## TEXT EXCERPT:
◆ ◆ ◆ ◆ ◆ ◆ ◆

As Gold Coasters continue to flout COVID-19 restrictions, a biomedical scientist has issued a warning against public gyms, saying they’re a high-risk location for spreading the deadly virus.  

The decision by the Federal government to close gyms, alongside other venues where large groups of people regularly gather, has driven many fitness buffs to use public gyms found in parks and recreational areas.

But as well as ignoring the government restriction on public gatherings, Bond University’s Dr Lotti Tajouri says those using public gyms were putting themselves and others at risk.

“You obviously have a lot of individuals that come to the park and use the equipment. You don’t really know if those individuals are sick or a carrier of the virus.

“There’s also an issue with superspreaders, because some of them don’t even know they have the virus, and they can share it in many ways, including using public gym equipment. By sneezing on it, coughing on it, or simply touching it, you have a perfect way to spread the virus to the next user.” 

Dr Tajouri also slammed the attitude of some younger people, who he felt were not taking the health crisis seriously.

◆ ◆ ◆ ◆ ◆ ◆ ◆

## EXERCISE INSTRUCTIONS:
Update the text on public gyms and COVID-19, beginning at the words "As Gold Coasters" and stopping after "others at risk.", replacing "public gyms" with "outdoor gyms".

Region pointing data:
◆ ◆ ◆ ◆ ◆ ◆ ◆

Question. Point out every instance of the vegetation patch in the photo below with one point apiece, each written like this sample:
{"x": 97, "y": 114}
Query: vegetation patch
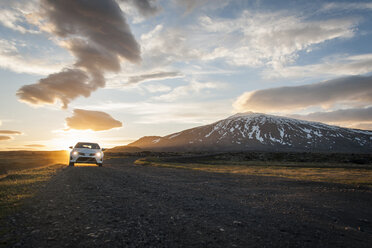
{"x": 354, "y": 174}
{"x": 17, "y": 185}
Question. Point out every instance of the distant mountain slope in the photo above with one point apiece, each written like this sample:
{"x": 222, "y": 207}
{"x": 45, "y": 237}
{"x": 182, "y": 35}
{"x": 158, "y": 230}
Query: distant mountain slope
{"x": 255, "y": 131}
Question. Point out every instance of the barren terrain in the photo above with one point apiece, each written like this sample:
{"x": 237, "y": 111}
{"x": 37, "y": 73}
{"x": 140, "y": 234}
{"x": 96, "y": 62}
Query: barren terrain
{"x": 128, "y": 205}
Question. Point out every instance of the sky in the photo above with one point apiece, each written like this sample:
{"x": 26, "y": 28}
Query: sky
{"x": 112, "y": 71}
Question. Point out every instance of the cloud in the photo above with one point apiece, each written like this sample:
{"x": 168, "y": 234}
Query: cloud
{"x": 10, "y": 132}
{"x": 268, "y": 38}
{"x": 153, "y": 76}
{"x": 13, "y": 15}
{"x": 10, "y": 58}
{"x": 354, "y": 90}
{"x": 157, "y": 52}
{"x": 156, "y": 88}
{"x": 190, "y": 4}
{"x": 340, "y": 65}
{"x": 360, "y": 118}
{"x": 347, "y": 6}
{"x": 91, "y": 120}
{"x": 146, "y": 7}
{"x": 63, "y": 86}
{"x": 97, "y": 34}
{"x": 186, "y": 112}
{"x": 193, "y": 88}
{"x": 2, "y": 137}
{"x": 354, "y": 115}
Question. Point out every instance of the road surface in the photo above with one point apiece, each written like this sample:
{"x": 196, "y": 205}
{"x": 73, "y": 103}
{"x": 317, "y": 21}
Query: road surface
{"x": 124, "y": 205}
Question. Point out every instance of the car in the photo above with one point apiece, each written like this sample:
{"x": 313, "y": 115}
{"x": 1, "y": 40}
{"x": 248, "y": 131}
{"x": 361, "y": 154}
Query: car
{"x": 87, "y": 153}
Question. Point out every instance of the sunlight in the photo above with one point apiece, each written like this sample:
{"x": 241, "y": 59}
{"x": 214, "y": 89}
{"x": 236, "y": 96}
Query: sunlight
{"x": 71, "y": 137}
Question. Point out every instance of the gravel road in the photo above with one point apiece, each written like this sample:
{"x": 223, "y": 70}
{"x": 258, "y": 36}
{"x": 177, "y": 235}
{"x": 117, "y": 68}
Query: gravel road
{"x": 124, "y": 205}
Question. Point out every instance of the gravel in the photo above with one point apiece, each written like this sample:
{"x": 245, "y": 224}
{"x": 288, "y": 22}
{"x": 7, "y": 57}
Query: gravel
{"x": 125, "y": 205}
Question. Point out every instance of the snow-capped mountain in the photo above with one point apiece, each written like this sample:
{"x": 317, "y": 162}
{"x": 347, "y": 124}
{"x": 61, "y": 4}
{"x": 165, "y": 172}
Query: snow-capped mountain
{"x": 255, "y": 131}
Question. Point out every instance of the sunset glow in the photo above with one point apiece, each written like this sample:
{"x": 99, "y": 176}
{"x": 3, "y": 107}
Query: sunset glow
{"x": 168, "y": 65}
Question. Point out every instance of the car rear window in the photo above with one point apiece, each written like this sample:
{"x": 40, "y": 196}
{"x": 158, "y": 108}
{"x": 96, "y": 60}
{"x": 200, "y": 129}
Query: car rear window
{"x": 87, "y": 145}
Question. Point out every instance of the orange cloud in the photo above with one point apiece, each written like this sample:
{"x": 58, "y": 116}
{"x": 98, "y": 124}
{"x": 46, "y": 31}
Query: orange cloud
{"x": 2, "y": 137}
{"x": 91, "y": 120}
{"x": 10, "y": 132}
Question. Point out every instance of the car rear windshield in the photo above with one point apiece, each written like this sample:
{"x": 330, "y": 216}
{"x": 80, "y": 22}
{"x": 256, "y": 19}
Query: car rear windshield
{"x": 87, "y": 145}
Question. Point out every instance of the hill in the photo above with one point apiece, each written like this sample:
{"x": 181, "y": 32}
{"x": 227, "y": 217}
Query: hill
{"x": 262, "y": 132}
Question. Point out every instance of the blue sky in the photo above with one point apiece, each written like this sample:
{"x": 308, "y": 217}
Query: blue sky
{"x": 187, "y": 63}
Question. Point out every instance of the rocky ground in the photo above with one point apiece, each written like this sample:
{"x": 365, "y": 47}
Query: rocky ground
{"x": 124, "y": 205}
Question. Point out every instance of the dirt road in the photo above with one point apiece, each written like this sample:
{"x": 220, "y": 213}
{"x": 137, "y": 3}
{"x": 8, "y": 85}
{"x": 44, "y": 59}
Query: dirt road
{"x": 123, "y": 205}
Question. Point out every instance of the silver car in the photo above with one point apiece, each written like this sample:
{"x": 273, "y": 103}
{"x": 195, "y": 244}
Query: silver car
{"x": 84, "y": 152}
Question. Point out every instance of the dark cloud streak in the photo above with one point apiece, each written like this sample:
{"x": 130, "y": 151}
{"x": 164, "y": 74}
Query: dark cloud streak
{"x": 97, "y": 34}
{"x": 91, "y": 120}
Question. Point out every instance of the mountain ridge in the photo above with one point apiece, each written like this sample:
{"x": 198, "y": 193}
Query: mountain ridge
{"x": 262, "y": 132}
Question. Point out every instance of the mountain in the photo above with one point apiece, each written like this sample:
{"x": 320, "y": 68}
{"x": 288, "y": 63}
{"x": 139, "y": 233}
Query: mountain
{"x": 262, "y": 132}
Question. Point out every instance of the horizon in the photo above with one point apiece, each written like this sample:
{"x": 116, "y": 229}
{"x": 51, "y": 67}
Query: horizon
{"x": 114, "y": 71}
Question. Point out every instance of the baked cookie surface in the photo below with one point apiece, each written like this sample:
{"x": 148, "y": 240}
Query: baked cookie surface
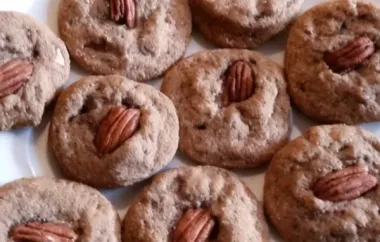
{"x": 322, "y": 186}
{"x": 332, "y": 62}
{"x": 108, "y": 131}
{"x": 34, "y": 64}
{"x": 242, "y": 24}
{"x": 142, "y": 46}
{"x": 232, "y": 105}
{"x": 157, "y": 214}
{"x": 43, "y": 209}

◆ ◆ ◆ ◆ ◆ ◆ ◆

## SOLVED PROBLEM:
As Gold Coasters continue to flout COVID-19 restrictions, a biomedical scientist has issued a warning against outdoor gyms, saying they’re a high-risk location for spreading the deadly virus.  

The decision by the Federal government to close gyms, alongside other venues where large groups of people regularly gather, has driven many fitness buffs to use outdoor gyms found in parks and recreational areas.

But as well as ignoring the government restriction on public gatherings, Bond University’s Dr Lotti Tajouri says those using outdoor gyms were putting themselves and others at risk.